(TASK DESCRIPTION) Please count how many lines of the records below contain the string "cross", treating uppercase and lowercase as different, and reply with only that number.

(RECORDS FOR THIS TASK)
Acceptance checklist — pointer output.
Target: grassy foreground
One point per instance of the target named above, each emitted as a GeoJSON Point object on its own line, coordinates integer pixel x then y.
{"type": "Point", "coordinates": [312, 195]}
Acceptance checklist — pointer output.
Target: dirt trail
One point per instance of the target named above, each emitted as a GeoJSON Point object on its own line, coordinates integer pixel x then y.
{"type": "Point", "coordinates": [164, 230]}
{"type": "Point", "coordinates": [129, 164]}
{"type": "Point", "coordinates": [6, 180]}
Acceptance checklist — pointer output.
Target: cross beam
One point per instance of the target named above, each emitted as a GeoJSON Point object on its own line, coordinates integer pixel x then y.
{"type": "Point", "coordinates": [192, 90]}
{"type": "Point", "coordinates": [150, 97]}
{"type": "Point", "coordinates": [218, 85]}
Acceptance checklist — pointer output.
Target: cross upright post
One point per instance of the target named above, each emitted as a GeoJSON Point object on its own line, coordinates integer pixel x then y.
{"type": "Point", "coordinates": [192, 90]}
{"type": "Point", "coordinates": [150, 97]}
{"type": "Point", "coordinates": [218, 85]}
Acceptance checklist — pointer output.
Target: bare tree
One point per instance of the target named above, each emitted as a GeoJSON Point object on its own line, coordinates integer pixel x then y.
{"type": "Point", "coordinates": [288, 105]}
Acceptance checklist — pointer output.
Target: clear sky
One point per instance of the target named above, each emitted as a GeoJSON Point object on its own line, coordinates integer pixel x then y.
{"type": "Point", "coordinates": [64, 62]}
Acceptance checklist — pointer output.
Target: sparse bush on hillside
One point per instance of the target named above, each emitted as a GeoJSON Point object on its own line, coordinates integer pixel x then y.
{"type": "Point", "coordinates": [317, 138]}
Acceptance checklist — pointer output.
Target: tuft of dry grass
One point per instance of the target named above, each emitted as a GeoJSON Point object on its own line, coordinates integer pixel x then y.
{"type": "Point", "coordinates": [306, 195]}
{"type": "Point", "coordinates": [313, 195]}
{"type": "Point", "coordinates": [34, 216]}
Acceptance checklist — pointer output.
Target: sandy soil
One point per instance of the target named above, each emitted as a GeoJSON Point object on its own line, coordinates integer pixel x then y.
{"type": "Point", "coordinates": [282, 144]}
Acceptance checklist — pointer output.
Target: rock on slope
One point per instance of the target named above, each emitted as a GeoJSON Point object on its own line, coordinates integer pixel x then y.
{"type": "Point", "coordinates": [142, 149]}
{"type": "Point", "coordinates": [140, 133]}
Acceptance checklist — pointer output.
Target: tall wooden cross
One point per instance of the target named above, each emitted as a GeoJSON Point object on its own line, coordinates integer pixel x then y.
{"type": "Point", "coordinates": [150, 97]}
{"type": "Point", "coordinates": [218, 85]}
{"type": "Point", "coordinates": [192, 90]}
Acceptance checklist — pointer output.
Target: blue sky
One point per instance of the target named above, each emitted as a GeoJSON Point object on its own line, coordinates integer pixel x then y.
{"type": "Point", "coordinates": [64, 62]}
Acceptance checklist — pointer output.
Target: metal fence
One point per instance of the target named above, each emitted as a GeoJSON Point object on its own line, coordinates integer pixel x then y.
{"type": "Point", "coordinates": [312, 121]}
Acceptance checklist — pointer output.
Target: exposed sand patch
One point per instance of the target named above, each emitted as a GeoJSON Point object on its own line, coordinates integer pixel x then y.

(ANSWER) 3